**EXERCISE PROMPT**: Type out the material below exactly.

**STORED ROWS**:
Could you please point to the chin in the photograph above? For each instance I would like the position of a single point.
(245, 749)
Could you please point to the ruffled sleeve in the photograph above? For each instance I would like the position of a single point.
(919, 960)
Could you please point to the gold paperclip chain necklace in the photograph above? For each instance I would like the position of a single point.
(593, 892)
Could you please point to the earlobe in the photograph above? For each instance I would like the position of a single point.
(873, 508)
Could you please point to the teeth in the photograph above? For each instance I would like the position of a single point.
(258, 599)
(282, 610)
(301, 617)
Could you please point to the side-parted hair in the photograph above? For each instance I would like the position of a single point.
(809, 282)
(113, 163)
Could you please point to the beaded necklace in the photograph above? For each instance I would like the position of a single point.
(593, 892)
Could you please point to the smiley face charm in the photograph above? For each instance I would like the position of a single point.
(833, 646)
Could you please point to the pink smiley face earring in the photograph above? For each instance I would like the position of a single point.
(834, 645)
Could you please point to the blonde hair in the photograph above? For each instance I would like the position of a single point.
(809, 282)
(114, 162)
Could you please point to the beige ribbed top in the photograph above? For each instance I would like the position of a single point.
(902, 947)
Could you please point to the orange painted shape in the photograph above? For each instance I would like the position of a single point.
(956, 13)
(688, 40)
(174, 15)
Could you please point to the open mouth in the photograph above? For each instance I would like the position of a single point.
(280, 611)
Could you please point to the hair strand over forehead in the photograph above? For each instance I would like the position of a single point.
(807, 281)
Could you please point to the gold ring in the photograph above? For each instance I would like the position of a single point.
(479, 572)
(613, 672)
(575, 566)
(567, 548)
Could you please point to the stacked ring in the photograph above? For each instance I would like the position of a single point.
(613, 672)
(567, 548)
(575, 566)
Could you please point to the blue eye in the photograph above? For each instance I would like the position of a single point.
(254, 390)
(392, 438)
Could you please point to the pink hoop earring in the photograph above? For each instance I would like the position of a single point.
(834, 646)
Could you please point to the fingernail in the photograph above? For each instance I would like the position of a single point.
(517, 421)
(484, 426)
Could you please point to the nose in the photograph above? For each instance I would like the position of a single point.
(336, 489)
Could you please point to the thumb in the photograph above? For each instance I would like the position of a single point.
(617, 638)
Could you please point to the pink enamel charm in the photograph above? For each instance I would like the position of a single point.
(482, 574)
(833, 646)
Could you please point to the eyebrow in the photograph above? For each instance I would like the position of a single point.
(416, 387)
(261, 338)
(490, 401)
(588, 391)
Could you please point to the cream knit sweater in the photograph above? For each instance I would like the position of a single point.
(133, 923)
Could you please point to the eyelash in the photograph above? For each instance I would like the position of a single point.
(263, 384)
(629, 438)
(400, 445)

**COMPLETE ANSWER**:
Could you please point to the chin in the photograph above? For each instance I would like the position of a single point.
(245, 749)
Could you please point to the ruffled sleeve in the photograph above? For each instance I would like the position of a single point.
(919, 960)
Could you please point to the gold paperclip chain necklace in the photograph above? For each instance I would like the position of a single point.
(593, 892)
Could you please point to the earlobe in the photograph above? For each instance I would like the position of a single point.
(873, 508)
Could you please point to the teeth in the photograph above? For each instance I would like the position of a single point.
(258, 599)
(282, 610)
(301, 617)
Could you please point to the side-parted hair in the photograph above? For each instance I would like the position of a single point.
(809, 282)
(113, 163)
Could you please point to the beaded necklace in the photograph above? For each instance I would like the position of a single point.
(593, 892)
Could you please point to the smiley face charm in the photograph above? For each instance I would like the position of a single point.
(833, 646)
Could you please point to the pink smiley face earring in the photograph above? For each instance I would like the position of a single point.
(834, 645)
Could you please point to the blonde hair in the photograph above? For each instance I would like the position of a single point.
(809, 282)
(114, 162)
Could you please point to the beige ribbed top in the photograph above? For each instance I would like the position of a single point.
(902, 947)
Could you please point to the orange painted shape in the photograph above? For each instance I would like the position of a single point.
(956, 13)
(688, 40)
(174, 15)
Could you please point to the open mouth in the photograph above? For each instance I would like the position of a single point.
(280, 611)
Could you please point to the hair strand over forehead in the photograph above? For each instance I would like the position of a single point.
(807, 281)
Could you please point to the gold ring in the photograph above? For each instance I would like the position of a single point.
(479, 572)
(613, 672)
(575, 566)
(567, 548)
Could you please point to the stacked ring in the photograph above? For each instance I would like the position of a single point.
(613, 672)
(567, 548)
(575, 566)
Could you please point to the blue eye in the photograph above? For each instance I would like the position of a single point.
(254, 390)
(392, 438)
Could you please point to the pink hoop earring in the photograph above? For each instance I would like the position of a single point.
(834, 646)
Could you please point to the fingernail in the photograph above? For each instance I would like the position of a single point.
(517, 421)
(484, 426)
Could you please point to the nose in the photograph above? For each instance I would like the position of a single point.
(336, 489)
Could you please point to the thumb in the photograph above? For each instance I would like the position of a single point.
(617, 638)
Could you please point to the pink enamel charm in the photograph above? For each instance I would like the position of a single point.
(482, 574)
(833, 646)
Could you please point to the eyebrow in the photograph above? For each instance I would like the position of a single point.
(416, 387)
(261, 338)
(490, 401)
(588, 391)
Could you please point to the cream knit sweater in the photograph above? For each instance I would like the position of a single point.
(133, 923)
Could you please point to the eyelash in the photograph above? For each instance I would like the position of a single point.
(263, 384)
(629, 438)
(400, 445)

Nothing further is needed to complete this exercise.